Required work => How many lines in the listing below contain the string "building"? Matching is case-sensitive. Reply with the number alone.

Record list =>
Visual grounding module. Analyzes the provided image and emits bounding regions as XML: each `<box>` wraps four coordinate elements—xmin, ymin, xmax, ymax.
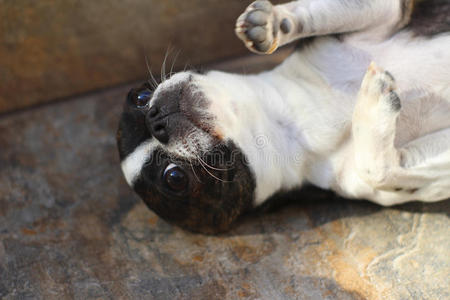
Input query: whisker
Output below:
<box><xmin>169</xmin><ymin>50</ymin><xmax>181</xmax><ymax>78</ymax></box>
<box><xmin>161</xmin><ymin>48</ymin><xmax>170</xmax><ymax>82</ymax></box>
<box><xmin>189</xmin><ymin>161</ymin><xmax>203</xmax><ymax>183</ymax></box>
<box><xmin>197</xmin><ymin>156</ymin><xmax>231</xmax><ymax>182</ymax></box>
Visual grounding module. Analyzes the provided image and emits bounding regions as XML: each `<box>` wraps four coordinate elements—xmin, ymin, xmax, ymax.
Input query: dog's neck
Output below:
<box><xmin>199</xmin><ymin>50</ymin><xmax>353</xmax><ymax>205</ymax></box>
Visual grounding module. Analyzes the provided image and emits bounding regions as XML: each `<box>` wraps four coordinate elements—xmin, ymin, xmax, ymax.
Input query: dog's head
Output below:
<box><xmin>117</xmin><ymin>72</ymin><xmax>255</xmax><ymax>233</ymax></box>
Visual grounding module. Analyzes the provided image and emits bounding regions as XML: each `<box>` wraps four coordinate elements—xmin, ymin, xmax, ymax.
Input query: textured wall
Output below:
<box><xmin>0</xmin><ymin>0</ymin><xmax>280</xmax><ymax>112</ymax></box>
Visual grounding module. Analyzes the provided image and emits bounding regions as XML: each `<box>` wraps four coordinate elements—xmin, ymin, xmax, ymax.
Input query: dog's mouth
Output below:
<box><xmin>117</xmin><ymin>73</ymin><xmax>255</xmax><ymax>233</ymax></box>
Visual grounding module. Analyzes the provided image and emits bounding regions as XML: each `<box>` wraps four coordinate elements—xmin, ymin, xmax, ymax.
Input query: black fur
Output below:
<box><xmin>407</xmin><ymin>0</ymin><xmax>450</xmax><ymax>37</ymax></box>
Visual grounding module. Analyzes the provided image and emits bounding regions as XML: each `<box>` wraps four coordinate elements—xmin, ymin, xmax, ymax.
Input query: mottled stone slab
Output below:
<box><xmin>0</xmin><ymin>0</ymin><xmax>281</xmax><ymax>112</ymax></box>
<box><xmin>0</xmin><ymin>56</ymin><xmax>450</xmax><ymax>299</ymax></box>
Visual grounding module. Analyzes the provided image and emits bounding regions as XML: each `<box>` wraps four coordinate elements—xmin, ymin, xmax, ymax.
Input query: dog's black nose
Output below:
<box><xmin>146</xmin><ymin>105</ymin><xmax>169</xmax><ymax>144</ymax></box>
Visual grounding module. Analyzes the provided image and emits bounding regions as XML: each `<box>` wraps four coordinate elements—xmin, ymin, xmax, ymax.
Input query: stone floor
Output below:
<box><xmin>0</xmin><ymin>54</ymin><xmax>450</xmax><ymax>299</ymax></box>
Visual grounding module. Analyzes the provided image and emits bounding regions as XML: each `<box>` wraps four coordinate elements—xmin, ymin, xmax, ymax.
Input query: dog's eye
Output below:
<box><xmin>163</xmin><ymin>164</ymin><xmax>188</xmax><ymax>192</ymax></box>
<box><xmin>135</xmin><ymin>89</ymin><xmax>153</xmax><ymax>107</ymax></box>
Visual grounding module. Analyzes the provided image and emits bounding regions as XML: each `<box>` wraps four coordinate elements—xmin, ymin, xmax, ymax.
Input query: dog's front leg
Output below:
<box><xmin>236</xmin><ymin>0</ymin><xmax>413</xmax><ymax>54</ymax></box>
<box><xmin>352</xmin><ymin>63</ymin><xmax>450</xmax><ymax>205</ymax></box>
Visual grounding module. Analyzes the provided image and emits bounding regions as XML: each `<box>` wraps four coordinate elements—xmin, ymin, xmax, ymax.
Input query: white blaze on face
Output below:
<box><xmin>121</xmin><ymin>139</ymin><xmax>159</xmax><ymax>187</ymax></box>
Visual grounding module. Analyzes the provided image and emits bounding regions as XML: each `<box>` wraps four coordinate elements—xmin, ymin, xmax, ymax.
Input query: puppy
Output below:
<box><xmin>117</xmin><ymin>0</ymin><xmax>450</xmax><ymax>233</ymax></box>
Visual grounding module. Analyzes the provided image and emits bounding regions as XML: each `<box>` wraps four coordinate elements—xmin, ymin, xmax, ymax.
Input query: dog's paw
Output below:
<box><xmin>235</xmin><ymin>0</ymin><xmax>280</xmax><ymax>54</ymax></box>
<box><xmin>360</xmin><ymin>62</ymin><xmax>402</xmax><ymax>113</ymax></box>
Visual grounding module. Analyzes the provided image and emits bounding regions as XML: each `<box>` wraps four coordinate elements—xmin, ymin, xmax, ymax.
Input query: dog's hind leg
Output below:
<box><xmin>352</xmin><ymin>63</ymin><xmax>450</xmax><ymax>205</ymax></box>
<box><xmin>236</xmin><ymin>0</ymin><xmax>413</xmax><ymax>54</ymax></box>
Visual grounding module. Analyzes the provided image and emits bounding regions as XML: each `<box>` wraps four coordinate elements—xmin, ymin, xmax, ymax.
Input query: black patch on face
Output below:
<box><xmin>116</xmin><ymin>84</ymin><xmax>151</xmax><ymax>161</ymax></box>
<box><xmin>407</xmin><ymin>0</ymin><xmax>450</xmax><ymax>36</ymax></box>
<box><xmin>134</xmin><ymin>143</ymin><xmax>255</xmax><ymax>234</ymax></box>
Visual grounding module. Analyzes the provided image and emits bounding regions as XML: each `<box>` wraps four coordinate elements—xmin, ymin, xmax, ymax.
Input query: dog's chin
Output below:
<box><xmin>133</xmin><ymin>143</ymin><xmax>255</xmax><ymax>234</ymax></box>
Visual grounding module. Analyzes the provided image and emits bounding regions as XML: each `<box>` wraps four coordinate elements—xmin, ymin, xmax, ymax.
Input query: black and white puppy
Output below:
<box><xmin>117</xmin><ymin>0</ymin><xmax>450</xmax><ymax>233</ymax></box>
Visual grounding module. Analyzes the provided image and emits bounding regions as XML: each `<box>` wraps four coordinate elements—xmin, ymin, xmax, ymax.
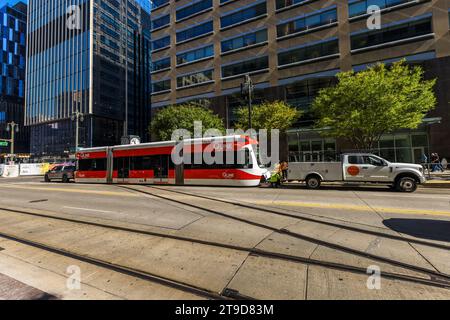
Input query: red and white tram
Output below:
<box><xmin>75</xmin><ymin>135</ymin><xmax>266</xmax><ymax>186</ymax></box>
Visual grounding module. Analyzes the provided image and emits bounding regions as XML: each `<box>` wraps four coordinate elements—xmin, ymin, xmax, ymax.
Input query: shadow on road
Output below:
<box><xmin>383</xmin><ymin>218</ymin><xmax>450</xmax><ymax>242</ymax></box>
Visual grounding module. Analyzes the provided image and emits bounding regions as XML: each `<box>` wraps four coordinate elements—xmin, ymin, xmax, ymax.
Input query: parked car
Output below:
<box><xmin>288</xmin><ymin>153</ymin><xmax>426</xmax><ymax>192</ymax></box>
<box><xmin>44</xmin><ymin>165</ymin><xmax>76</xmax><ymax>182</ymax></box>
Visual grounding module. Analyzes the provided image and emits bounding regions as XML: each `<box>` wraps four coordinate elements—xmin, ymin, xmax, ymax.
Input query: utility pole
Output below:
<box><xmin>70</xmin><ymin>110</ymin><xmax>84</xmax><ymax>152</ymax></box>
<box><xmin>123</xmin><ymin>0</ymin><xmax>128</xmax><ymax>136</ymax></box>
<box><xmin>241</xmin><ymin>74</ymin><xmax>253</xmax><ymax>129</ymax></box>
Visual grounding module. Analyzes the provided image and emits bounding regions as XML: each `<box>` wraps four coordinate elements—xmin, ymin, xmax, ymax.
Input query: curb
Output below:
<box><xmin>419</xmin><ymin>182</ymin><xmax>450</xmax><ymax>189</ymax></box>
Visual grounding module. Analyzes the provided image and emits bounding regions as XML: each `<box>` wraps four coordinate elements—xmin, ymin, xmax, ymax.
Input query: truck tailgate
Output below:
<box><xmin>288</xmin><ymin>162</ymin><xmax>342</xmax><ymax>181</ymax></box>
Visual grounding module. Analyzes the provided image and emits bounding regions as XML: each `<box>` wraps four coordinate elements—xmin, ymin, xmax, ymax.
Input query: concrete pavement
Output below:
<box><xmin>0</xmin><ymin>179</ymin><xmax>450</xmax><ymax>299</ymax></box>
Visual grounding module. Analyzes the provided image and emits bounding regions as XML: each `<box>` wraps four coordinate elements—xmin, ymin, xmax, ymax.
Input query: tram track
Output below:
<box><xmin>0</xmin><ymin>230</ymin><xmax>229</xmax><ymax>300</ymax></box>
<box><xmin>147</xmin><ymin>186</ymin><xmax>450</xmax><ymax>250</ymax></box>
<box><xmin>0</xmin><ymin>204</ymin><xmax>450</xmax><ymax>292</ymax></box>
<box><xmin>118</xmin><ymin>186</ymin><xmax>450</xmax><ymax>283</ymax></box>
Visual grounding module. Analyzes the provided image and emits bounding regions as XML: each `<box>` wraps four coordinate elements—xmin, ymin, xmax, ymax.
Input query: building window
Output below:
<box><xmin>152</xmin><ymin>58</ymin><xmax>170</xmax><ymax>72</ymax></box>
<box><xmin>152</xmin><ymin>36</ymin><xmax>170</xmax><ymax>50</ymax></box>
<box><xmin>351</xmin><ymin>17</ymin><xmax>433</xmax><ymax>50</ymax></box>
<box><xmin>151</xmin><ymin>0</ymin><xmax>169</xmax><ymax>8</ymax></box>
<box><xmin>177</xmin><ymin>45</ymin><xmax>214</xmax><ymax>65</ymax></box>
<box><xmin>221</xmin><ymin>29</ymin><xmax>267</xmax><ymax>53</ymax></box>
<box><xmin>275</xmin><ymin>0</ymin><xmax>316</xmax><ymax>10</ymax></box>
<box><xmin>348</xmin><ymin>0</ymin><xmax>417</xmax><ymax>18</ymax></box>
<box><xmin>277</xmin><ymin>9</ymin><xmax>337</xmax><ymax>38</ymax></box>
<box><xmin>220</xmin><ymin>2</ymin><xmax>267</xmax><ymax>28</ymax></box>
<box><xmin>177</xmin><ymin>0</ymin><xmax>212</xmax><ymax>21</ymax></box>
<box><xmin>278</xmin><ymin>39</ymin><xmax>339</xmax><ymax>67</ymax></box>
<box><xmin>152</xmin><ymin>14</ymin><xmax>170</xmax><ymax>30</ymax></box>
<box><xmin>222</xmin><ymin>56</ymin><xmax>269</xmax><ymax>78</ymax></box>
<box><xmin>177</xmin><ymin>21</ymin><xmax>213</xmax><ymax>43</ymax></box>
<box><xmin>177</xmin><ymin>70</ymin><xmax>213</xmax><ymax>88</ymax></box>
<box><xmin>152</xmin><ymin>79</ymin><xmax>170</xmax><ymax>93</ymax></box>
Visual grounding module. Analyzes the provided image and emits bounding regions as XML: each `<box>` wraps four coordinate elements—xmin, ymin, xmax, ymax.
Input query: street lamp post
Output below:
<box><xmin>70</xmin><ymin>111</ymin><xmax>84</xmax><ymax>152</ymax></box>
<box><xmin>241</xmin><ymin>74</ymin><xmax>253</xmax><ymax>129</ymax></box>
<box><xmin>6</xmin><ymin>121</ymin><xmax>19</xmax><ymax>156</ymax></box>
<box><xmin>0</xmin><ymin>121</ymin><xmax>19</xmax><ymax>161</ymax></box>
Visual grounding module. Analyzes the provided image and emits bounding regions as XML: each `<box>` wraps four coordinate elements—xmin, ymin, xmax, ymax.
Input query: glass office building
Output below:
<box><xmin>0</xmin><ymin>1</ymin><xmax>29</xmax><ymax>155</ymax></box>
<box><xmin>25</xmin><ymin>0</ymin><xmax>150</xmax><ymax>156</ymax></box>
<box><xmin>151</xmin><ymin>0</ymin><xmax>450</xmax><ymax>161</ymax></box>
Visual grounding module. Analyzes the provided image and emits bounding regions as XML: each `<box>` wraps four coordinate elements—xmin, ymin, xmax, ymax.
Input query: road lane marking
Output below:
<box><xmin>1</xmin><ymin>185</ymin><xmax>140</xmax><ymax>197</ymax></box>
<box><xmin>247</xmin><ymin>200</ymin><xmax>450</xmax><ymax>217</ymax></box>
<box><xmin>63</xmin><ymin>206</ymin><xmax>115</xmax><ymax>213</ymax></box>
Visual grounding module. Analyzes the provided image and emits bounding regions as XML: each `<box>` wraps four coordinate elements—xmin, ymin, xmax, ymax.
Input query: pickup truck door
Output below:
<box><xmin>362</xmin><ymin>156</ymin><xmax>391</xmax><ymax>182</ymax></box>
<box><xmin>342</xmin><ymin>155</ymin><xmax>368</xmax><ymax>181</ymax></box>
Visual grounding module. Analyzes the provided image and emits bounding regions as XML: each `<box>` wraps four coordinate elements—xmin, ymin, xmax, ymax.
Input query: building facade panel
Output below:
<box><xmin>152</xmin><ymin>0</ymin><xmax>450</xmax><ymax>161</ymax></box>
<box><xmin>0</xmin><ymin>1</ymin><xmax>30</xmax><ymax>156</ymax></box>
<box><xmin>25</xmin><ymin>0</ymin><xmax>151</xmax><ymax>156</ymax></box>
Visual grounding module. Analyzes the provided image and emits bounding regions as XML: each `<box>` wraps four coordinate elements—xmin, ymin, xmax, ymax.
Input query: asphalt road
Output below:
<box><xmin>0</xmin><ymin>177</ymin><xmax>450</xmax><ymax>299</ymax></box>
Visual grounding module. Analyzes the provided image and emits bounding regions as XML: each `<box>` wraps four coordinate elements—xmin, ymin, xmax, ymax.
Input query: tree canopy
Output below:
<box><xmin>149</xmin><ymin>104</ymin><xmax>225</xmax><ymax>140</ymax></box>
<box><xmin>236</xmin><ymin>101</ymin><xmax>301</xmax><ymax>131</ymax></box>
<box><xmin>312</xmin><ymin>60</ymin><xmax>436</xmax><ymax>150</ymax></box>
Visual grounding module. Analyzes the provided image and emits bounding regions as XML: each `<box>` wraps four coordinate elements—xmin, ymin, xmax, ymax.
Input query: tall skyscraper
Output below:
<box><xmin>0</xmin><ymin>1</ymin><xmax>29</xmax><ymax>155</ymax></box>
<box><xmin>25</xmin><ymin>0</ymin><xmax>150</xmax><ymax>156</ymax></box>
<box><xmin>151</xmin><ymin>0</ymin><xmax>450</xmax><ymax>161</ymax></box>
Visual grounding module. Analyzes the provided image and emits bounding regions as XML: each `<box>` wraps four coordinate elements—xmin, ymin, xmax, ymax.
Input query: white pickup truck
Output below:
<box><xmin>288</xmin><ymin>153</ymin><xmax>426</xmax><ymax>192</ymax></box>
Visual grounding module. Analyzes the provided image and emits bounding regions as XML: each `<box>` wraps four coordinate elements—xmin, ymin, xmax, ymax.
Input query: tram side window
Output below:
<box><xmin>130</xmin><ymin>154</ymin><xmax>174</xmax><ymax>170</ymax></box>
<box><xmin>184</xmin><ymin>149</ymin><xmax>251</xmax><ymax>169</ymax></box>
<box><xmin>130</xmin><ymin>156</ymin><xmax>152</xmax><ymax>170</ymax></box>
<box><xmin>78</xmin><ymin>158</ymin><xmax>106</xmax><ymax>171</ymax></box>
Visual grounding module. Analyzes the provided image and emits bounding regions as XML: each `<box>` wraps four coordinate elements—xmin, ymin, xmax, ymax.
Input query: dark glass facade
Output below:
<box><xmin>25</xmin><ymin>0</ymin><xmax>151</xmax><ymax>156</ymax></box>
<box><xmin>0</xmin><ymin>2</ymin><xmax>29</xmax><ymax>154</ymax></box>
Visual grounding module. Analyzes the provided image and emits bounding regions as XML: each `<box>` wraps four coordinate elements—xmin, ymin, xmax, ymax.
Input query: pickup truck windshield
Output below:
<box><xmin>348</xmin><ymin>155</ymin><xmax>385</xmax><ymax>166</ymax></box>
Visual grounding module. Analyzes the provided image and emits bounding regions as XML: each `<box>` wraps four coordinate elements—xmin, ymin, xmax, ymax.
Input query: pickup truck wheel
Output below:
<box><xmin>306</xmin><ymin>176</ymin><xmax>320</xmax><ymax>189</ymax></box>
<box><xmin>397</xmin><ymin>177</ymin><xmax>417</xmax><ymax>192</ymax></box>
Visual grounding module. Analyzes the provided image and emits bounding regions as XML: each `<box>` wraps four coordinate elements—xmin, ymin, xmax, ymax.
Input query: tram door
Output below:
<box><xmin>116</xmin><ymin>157</ymin><xmax>130</xmax><ymax>183</ymax></box>
<box><xmin>153</xmin><ymin>154</ymin><xmax>170</xmax><ymax>183</ymax></box>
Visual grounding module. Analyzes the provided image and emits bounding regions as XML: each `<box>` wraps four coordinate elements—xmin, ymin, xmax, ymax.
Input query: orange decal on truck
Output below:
<box><xmin>347</xmin><ymin>166</ymin><xmax>359</xmax><ymax>176</ymax></box>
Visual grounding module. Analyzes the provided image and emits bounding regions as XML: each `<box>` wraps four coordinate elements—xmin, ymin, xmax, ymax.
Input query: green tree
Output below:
<box><xmin>236</xmin><ymin>101</ymin><xmax>301</xmax><ymax>132</ymax></box>
<box><xmin>312</xmin><ymin>60</ymin><xmax>436</xmax><ymax>150</ymax></box>
<box><xmin>149</xmin><ymin>104</ymin><xmax>225</xmax><ymax>140</ymax></box>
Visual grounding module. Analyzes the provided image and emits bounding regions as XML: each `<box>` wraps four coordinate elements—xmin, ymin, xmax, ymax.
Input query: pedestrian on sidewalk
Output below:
<box><xmin>420</xmin><ymin>153</ymin><xmax>430</xmax><ymax>172</ymax></box>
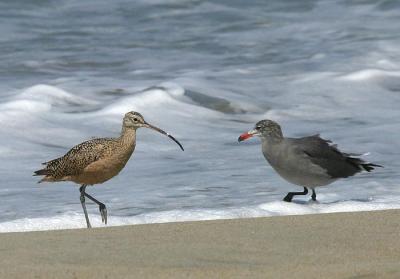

Exercise answer => 3